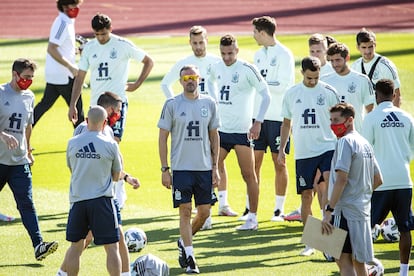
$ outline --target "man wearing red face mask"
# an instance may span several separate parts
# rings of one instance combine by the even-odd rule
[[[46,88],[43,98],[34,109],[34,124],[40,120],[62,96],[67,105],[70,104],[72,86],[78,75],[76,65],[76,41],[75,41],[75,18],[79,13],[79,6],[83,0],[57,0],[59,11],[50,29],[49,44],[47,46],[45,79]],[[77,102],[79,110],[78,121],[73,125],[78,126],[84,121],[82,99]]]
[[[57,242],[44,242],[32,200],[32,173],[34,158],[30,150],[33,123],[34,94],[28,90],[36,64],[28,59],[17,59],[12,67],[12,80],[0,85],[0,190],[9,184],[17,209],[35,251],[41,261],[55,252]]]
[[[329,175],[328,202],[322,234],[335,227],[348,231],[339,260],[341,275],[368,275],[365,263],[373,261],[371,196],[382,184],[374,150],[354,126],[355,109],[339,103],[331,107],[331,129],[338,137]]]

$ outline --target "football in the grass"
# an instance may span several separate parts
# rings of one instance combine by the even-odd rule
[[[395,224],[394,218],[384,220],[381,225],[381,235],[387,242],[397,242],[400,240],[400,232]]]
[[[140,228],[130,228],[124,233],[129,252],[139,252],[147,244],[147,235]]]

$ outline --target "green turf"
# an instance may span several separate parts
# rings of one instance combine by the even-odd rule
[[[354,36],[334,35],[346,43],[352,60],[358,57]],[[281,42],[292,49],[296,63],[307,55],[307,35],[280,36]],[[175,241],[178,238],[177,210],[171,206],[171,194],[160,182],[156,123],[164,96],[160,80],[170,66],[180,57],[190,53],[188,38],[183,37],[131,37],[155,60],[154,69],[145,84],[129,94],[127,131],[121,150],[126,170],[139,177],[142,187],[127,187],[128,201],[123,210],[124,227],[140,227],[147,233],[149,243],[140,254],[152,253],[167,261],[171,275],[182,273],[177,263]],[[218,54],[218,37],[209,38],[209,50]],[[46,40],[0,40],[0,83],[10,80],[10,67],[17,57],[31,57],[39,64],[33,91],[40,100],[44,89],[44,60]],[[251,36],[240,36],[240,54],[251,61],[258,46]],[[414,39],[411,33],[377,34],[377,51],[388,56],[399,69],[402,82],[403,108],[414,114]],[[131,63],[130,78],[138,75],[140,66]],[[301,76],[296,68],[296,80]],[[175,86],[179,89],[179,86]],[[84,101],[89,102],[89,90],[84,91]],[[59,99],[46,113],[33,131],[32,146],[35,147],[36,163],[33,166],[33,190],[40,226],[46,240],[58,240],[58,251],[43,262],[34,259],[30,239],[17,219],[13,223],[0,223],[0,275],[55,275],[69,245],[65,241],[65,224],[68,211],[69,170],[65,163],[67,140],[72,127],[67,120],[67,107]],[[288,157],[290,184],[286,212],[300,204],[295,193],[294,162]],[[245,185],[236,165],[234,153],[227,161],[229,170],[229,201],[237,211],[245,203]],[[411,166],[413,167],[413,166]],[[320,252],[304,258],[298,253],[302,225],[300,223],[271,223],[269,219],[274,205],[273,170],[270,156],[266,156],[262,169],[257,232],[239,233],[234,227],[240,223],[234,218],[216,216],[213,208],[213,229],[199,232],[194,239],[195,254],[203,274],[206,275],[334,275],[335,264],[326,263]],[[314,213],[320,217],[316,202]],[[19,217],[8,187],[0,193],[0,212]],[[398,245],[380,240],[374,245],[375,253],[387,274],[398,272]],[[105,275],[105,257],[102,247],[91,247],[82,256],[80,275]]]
-*-
- _HOW TO COMPLETE THIS TASK_:
Please return every line of the records that contains the word "outline".

- _WRITTEN ANSWER_:
$ outline --target "man wearing red face mask"
$ outline --target "football in the grass"
$ outline --target "green turf"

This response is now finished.